- **OBJETIVO 1**
Resume en menos palabras el párrafo del texto sobre Hungría que comienza con "El almirante Horthy ejerce el gobierno", conservando sus datos principales.

- **TEXTO DE LECTURA**
^^^^^^^^^^^^^^^^

Europa siguió muy atentamente la política húngara durante el experimento comunista de Bela Kun. Hungría era entonces un foco de bolchevismo en el vértice de la Europa central y oriental. El problema húngaro se ofrecía grávido de peligros para el orden de Occidente. Ahogada la revolución comunista, languideció el interés europeo por las cosas húngaras. Los ecos del “terror blanco” lo reanimaron todavía por un período más o menos largo. Pero, durante este tiempo, la atención fue menos unánime. A las clases conservadoras de Europa no les preocupaba absolutamente la truculencia de la reacción húngara. El método marcial del almirante Nicolás Horthy contaba de antemano con su aprobación.
El almirante Horthy ejerce el gobierno de Hungría desde esa época. Su gobierno parece tener en un puño al pueblo magiar. ¿Qué otra cosa puede importar, seriamente, a la clase conservadora de Europa? Existe, es cierto, en Hungría, una crisis financiera que compromete muchos intereses de la finanza internacional. Hungría molesta un poco con el espectáculo de su bancarrota y de su pobreza. Pero para estas cuestiones menores tienen las potencias vencedoras a la Sociedad de las Naciones.

^^^^^^^^^^^^^^^^

- **EXTRACTOS DE FILAS**
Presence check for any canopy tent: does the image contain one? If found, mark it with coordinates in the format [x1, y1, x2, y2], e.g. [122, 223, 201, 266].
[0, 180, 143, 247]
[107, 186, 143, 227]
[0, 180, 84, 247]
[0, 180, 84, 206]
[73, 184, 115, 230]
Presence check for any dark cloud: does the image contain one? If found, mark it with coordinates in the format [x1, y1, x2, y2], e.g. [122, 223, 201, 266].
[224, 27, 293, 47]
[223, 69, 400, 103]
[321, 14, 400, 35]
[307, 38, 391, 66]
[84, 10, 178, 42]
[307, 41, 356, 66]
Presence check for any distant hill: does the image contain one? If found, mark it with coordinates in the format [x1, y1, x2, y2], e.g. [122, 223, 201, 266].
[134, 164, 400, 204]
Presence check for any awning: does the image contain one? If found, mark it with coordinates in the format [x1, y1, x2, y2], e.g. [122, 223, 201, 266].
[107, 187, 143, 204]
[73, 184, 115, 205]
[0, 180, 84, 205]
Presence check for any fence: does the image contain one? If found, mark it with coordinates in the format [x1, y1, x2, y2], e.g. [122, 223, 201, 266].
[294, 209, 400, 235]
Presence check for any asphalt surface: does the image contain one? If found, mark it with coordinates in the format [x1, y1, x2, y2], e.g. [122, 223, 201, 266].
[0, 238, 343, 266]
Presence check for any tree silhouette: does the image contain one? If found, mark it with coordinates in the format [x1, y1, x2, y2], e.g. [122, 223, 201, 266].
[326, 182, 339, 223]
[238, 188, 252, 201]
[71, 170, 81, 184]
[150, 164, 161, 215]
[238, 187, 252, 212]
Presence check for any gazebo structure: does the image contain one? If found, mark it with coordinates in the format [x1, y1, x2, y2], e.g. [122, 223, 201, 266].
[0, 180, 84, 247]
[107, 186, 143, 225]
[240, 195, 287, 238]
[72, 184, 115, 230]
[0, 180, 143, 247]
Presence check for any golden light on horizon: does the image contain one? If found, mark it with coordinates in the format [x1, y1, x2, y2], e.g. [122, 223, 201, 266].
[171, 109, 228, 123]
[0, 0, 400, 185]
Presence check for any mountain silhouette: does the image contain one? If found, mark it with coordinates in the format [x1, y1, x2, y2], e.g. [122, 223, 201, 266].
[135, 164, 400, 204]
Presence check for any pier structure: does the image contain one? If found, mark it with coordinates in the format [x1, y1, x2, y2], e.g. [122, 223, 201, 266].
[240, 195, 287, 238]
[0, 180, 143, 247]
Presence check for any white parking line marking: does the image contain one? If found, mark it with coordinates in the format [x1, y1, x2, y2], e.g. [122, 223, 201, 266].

^^^^^^^^^^^^^^^^

- **OBJETIVO 2**
Edita las filas desde la línea que contiene "Presence check for any gazebo" hasta la que contiene "[135, 164, 400, 204]", ambas incluidas, cambiando "mark it" por "outline it" sin tocar nada más. Devuelve solo esas líneas.

- **RESULTADO CORRECTO 1**
Horthy gobierna Hungría desde entonces y parece tener dominado al pueblo magiar, lo único que de verdad interesa a la clase conservadora de Europa. Hay una crisis financiera que compromete intereses de la finanza internacional, y la bancarrota y la pobreza del país molestan algo. Pero para esas cuestiones menores las potencias vencedoras tienen a la Sociedad de las Naciones.

- **RESULTADO CORRECTO 2**
Presence check for any gazebo structure: does the image contain one? If found, outline it with coordinates in the format [x1, y1, x2, y2], e.g. [122, 223, 201, 266].
[0, 180, 84, 247]
[107, 186, 143, 225]
[240, 195, 287, 238]
[72, 184, 115, 230]
[0, 180, 143, 247]
Presence check for any golden light on horizon: does the image contain one? If found, outline it with coordinates in the format [x1, y1, x2, y2], e.g. [122, 223, 201, 266].
[171, 109, 228, 123]
[0, 0, 400, 185]
Presence check for any mountain silhouette: does the image contain one? If found, outline it with coordinates in the format [x1, y1, x2, y2], e.g. [122, 223, 201, 266].
[135, 164, 400, 204]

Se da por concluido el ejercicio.